**TASKS FOR THIS EXERCISE**
1. List the proprietary platforms that, according to the discontinued-operations note, Instilend sold to Fortified.
2. Update the discontinued-operations note from "INVESTVIEW, INC." to "unpaid tax liabilities.", replacing "Escrow Funds" with "Escrow Amount".
3. In the discontinued-operations note, what is the principal amount of the APA Note?

**EXCERPT**

8. DISCONTINUED OPERATIONS

 

On May 2, 2013, the Company, its wholly-owned subsidiary, Instilend Technologies Inc. ("Instilend") and Fortified Management Group, LLC ("Fortified") entered into an Asset Purchase Agreement (the "APA"), pursuant to which Instilend sold all of its assets, including its proprietary Matador, Locate Stock and LendEQS platforms, to Fortified in consideration of $3,000,000 (the "Purchase Price") consisting of 250,000 shares of common stock of the Company which were returned to the Company for cancellation in March of 2013, $2,500 per month commencing on the 90th day after the Closing Date which will be increased to $5,000 per month as of the 270th day following the Closing Date, a Secured Promissory Note in the principal amount of $1,250,000 (the "APA Note"), the assumption by Fortified from the Company of 5% Convertible Promissory Notes (the "Seller Notes") originally issued by the Company to Todd Tabacco, Derek Tabacco and Richard L'Insalata in the aggregate amount of $500,000 and additional monthly royalties of 5% after the payment of the $1,250,000 Secured Promissory Note up to $4,000,000 as set forth in Schedule 3 of the APA.

 

20
 

  

INVESTVIEW, INC.

NOTES TO UNAUDITED CONDENSED CONSOLIDATED FINANCIAL STATEMENTS

JUNE 30, 2014

 

In addition, $150,000 of the Purchase Price (the "Escrow Funds") were used towards the payment by the Company of certain tax liabilities owed by Instilend. The Escrow Funds will be held in escrow until the Company has entered into settlement agreements with the relevant tax authorities, at which time the Company may authorize the Escrow Funds to be released for payment to the relevant tax authorities. In the event of a failure by the Company to make any payments in accordance with the terms of any such settlement agreements, the Company will issue shares of its common stock to Fortified equal to three times the unpaid amount of the remaining unpaid tax liabilities.

 

As a result of the sale of the operating assets relating to the stock loan business, management of the Company, as of the Closing Date, elected to impair the remaining assets in the business including the goodwill, customer list and covenants to not compete. The impaired assets were initially recorded as a result of the acquisition of Instilend.

**GIVEN MATERIAL**

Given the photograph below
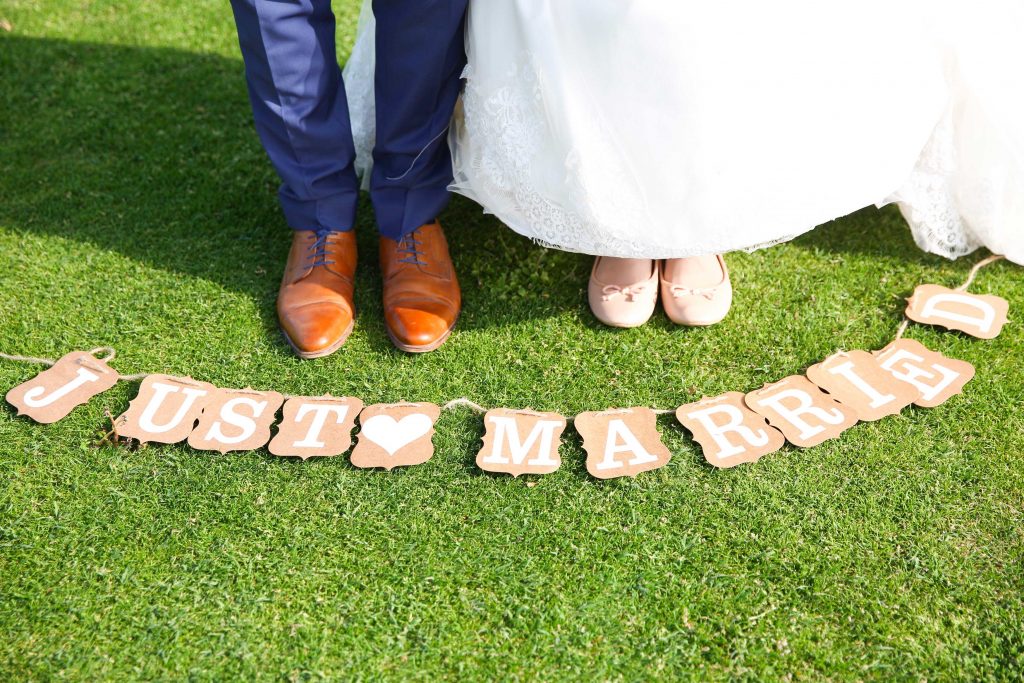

**WORKED ANSWERS**
1. Matador, Locate Stock, LendEQS

2.
INVESTVIEW, INC.

NOTES TO UNAUDITED CONDENSED CONSOLIDATED FINANCIAL STATEMENTS

JUNE 30, 2014

 

In addition, $150,000 of the Purchase Price (the "Escrow Amount") were used towards the payment by the Company of certain tax liabilities owed by Instilend. The Escrow Amount will be held in escrow until the Company has entered into settlement agreements with the relevant tax authorities, at which time the Company may authorize the Escrow Amount to be released for payment to the relevant tax authorities. In the event of a failure by the Company to make any payments in accordance with the terms of any such settlement agreements, the Company will issue shares of its common stock to Fortified equal to three times the unpaid amount of the remaining unpaid tax liabilities.

3. $1,250,000